#### Problem description:
All lines in the records below that hold "query" are to be shown.

Natural-language object grounding data

--------------------------------------------------

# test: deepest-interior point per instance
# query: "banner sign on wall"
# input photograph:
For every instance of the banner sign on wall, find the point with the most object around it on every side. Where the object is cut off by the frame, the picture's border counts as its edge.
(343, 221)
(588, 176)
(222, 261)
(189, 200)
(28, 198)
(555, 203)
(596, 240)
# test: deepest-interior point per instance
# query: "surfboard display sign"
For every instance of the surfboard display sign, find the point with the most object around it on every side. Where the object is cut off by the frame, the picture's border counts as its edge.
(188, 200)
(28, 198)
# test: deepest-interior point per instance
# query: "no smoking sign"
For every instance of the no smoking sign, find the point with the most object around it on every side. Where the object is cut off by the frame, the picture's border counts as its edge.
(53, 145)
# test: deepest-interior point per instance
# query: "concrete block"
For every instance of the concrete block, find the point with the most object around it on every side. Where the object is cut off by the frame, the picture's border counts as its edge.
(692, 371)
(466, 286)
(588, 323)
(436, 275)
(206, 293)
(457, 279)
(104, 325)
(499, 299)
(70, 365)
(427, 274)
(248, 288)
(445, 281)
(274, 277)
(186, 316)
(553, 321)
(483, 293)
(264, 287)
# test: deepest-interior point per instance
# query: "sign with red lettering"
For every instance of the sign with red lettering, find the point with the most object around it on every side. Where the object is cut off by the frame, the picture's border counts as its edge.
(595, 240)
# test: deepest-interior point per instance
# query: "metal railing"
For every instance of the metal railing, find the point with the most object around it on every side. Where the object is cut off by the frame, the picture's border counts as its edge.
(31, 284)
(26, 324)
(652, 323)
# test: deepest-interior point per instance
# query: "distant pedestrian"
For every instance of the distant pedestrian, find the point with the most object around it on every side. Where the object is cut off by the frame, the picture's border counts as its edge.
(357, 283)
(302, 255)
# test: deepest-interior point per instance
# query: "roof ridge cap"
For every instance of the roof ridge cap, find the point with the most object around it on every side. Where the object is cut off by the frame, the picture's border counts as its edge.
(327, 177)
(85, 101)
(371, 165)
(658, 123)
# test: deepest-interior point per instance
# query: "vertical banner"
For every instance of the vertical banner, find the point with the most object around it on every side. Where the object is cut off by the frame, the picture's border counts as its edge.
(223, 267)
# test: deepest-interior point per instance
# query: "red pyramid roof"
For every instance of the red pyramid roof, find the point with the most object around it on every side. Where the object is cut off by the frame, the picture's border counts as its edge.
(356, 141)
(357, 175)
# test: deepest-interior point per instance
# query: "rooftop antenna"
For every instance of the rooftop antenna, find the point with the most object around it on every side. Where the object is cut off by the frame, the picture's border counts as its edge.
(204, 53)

--------------------------------------------------

#### Answer to the exercise:
# query: "banner sign on wall"
# query: "surfboard display sign"
# query: "no smoking sign"
# query: "concrete block"
# query: "sign with red lettering"
# query: "metal railing"
# query: "distant pedestrian"
# query: "roof ridge cap"
# query: "vertical banner"
# query: "red pyramid roof"
# query: "rooftop antenna"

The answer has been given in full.